# What to do
Please report how many lines below contain "blurred", writing nothing except the number.

[Records from a dataset]
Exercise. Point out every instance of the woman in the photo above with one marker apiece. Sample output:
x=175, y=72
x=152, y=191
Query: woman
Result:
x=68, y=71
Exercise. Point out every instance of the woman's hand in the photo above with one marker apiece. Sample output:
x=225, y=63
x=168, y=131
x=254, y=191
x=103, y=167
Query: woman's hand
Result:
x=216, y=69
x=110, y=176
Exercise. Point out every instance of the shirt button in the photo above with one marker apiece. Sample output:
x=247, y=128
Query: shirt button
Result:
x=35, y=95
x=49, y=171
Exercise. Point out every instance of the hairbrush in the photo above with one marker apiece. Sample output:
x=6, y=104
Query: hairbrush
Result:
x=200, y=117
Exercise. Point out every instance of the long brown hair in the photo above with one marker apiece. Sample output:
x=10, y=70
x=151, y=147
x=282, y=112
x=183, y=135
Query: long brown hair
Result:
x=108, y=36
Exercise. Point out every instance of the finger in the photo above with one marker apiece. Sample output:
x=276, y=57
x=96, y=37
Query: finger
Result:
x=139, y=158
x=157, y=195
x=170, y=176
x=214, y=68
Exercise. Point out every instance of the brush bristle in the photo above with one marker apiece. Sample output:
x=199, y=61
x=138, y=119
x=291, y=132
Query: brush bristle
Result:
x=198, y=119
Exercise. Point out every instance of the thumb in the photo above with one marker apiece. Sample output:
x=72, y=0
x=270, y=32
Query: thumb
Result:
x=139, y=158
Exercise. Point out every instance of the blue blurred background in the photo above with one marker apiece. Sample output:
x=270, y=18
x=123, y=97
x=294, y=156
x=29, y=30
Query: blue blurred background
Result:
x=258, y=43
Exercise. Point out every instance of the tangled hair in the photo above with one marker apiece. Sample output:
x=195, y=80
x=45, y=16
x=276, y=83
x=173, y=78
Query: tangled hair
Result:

# Your response
2